*EXERCISE:* Please put the lines of the records, from the first one through the line that contains "POLYGON ((119 0, 109", both included, into a JSON list of strings with one string per line. Leave out blank lines and pictures.

*INFORMATION PROVIDED:*
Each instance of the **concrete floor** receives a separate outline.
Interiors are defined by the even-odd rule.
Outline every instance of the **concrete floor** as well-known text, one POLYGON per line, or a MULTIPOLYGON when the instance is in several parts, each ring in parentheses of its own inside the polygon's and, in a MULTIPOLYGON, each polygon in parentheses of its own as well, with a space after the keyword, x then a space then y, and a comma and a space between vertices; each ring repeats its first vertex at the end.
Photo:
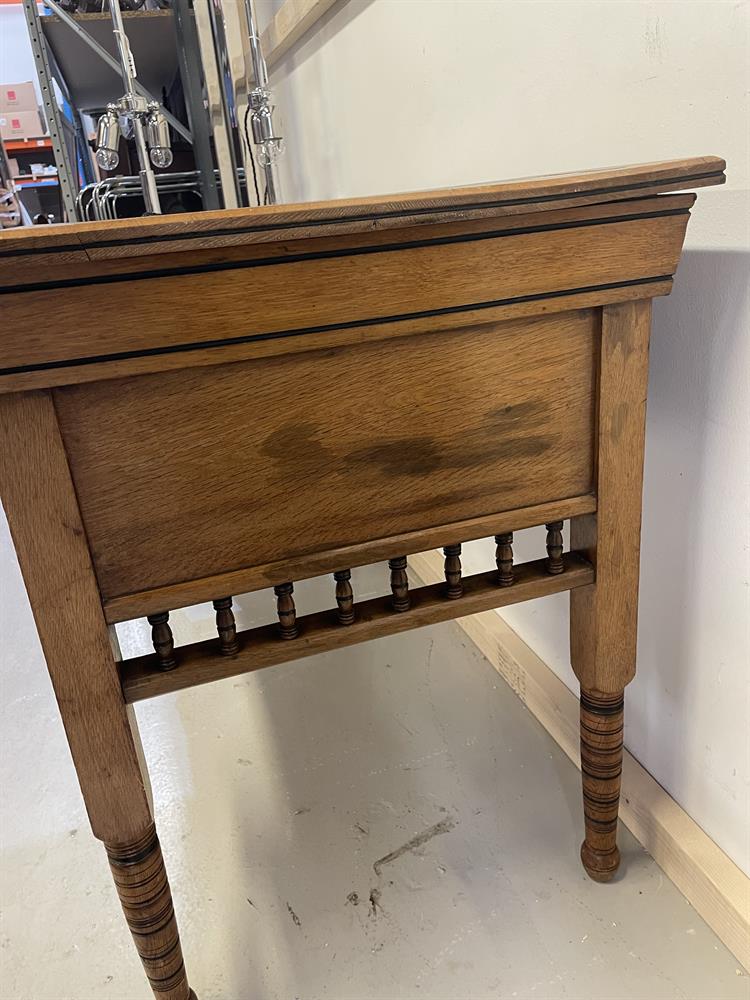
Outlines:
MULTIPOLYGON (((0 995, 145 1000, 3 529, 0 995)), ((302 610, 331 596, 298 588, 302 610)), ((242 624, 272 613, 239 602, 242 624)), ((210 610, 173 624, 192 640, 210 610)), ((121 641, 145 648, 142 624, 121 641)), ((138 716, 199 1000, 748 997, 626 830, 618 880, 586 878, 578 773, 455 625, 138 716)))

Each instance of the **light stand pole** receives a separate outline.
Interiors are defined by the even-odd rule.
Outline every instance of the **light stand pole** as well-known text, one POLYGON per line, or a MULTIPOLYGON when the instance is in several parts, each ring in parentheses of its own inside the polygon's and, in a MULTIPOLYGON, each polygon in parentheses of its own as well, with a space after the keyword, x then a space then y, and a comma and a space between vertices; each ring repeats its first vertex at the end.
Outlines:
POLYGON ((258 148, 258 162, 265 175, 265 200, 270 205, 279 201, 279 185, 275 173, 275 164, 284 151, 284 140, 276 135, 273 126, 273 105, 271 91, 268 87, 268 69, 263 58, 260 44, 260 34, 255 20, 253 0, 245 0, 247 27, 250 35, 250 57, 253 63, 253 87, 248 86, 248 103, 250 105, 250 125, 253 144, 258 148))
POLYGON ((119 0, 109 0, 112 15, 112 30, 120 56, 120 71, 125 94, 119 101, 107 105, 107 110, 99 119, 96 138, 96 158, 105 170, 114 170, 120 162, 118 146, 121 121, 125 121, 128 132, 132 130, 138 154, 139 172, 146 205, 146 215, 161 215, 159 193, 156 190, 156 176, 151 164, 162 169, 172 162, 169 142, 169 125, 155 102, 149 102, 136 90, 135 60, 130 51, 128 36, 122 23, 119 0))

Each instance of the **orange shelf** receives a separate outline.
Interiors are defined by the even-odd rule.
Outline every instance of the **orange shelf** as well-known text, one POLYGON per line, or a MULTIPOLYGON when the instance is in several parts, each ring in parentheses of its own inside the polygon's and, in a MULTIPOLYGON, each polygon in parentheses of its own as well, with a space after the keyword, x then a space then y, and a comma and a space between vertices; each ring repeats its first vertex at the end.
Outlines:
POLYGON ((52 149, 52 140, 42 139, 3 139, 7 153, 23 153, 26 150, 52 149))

*WRITTEN ANSWER:*
[
  "Each instance of the **concrete floor** receives a separate outline.",
  "Interiors are defined by the even-odd rule.",
  "Outline every instance of the **concrete floor** as well-known text, one POLYGON per line, or a MULTIPOLYGON when the instance is in several parts, each ring in parentheses of its own inside the polygon's and, in a MULTIPOLYGON, each polygon in parentheses of its own as well, with a space after the keyword, x then a space then y, and a comma and a space between vertices; each ring repeats its first vertex at the end.",
  "Photo:",
  "Outlines:",
  "MULTIPOLYGON (((0 995, 145 1000, 3 529, 0 995)), ((302 610, 331 596, 298 588, 302 610)), ((242 624, 272 613, 239 602, 242 624)), ((210 610, 173 624, 192 640, 210 610)), ((121 641, 145 648, 142 624, 121 641)), ((138 716, 199 1000, 748 997, 626 830, 618 880, 586 878, 578 773, 455 625, 138 716)))",
  "Each instance of the **light stand pole** receives a separate outline.",
  "Interiors are defined by the even-odd rule.",
  "Outline every instance of the **light stand pole** as well-known text, one POLYGON per line, or a MULTIPOLYGON when the instance is in several parts, each ring in parentheses of its own inside the polygon's and, in a MULTIPOLYGON, each polygon in parentheses of its own as well, with a space after the keyword, x then a space then y, and a comma and a space between vertices; each ring repeats its first vertex at the end.",
  "Outlines:",
  "POLYGON ((258 148, 258 162, 265 175, 265 200, 270 205, 279 201, 279 185, 275 173, 275 164, 284 151, 284 140, 276 135, 273 126, 273 105, 271 91, 268 87, 268 69, 263 58, 260 44, 260 34, 255 20, 253 0, 245 0, 247 27, 250 35, 250 57, 253 63, 253 87, 248 86, 248 103, 250 105, 250 125, 253 144, 258 148))",
  "POLYGON ((119 0, 109 0, 112 15, 112 30, 120 56, 120 71, 125 94, 119 101, 107 105, 107 110, 99 119, 96 138, 96 158, 105 170, 114 170, 120 162, 118 146, 121 121, 125 121, 128 132, 132 130, 138 154, 139 172, 146 205, 146 215, 161 215, 159 193, 156 190, 156 176, 151 164, 162 169, 172 162, 169 142, 169 125, 155 102, 149 102, 136 90, 135 60, 130 51, 128 36, 122 23, 119 0))"
]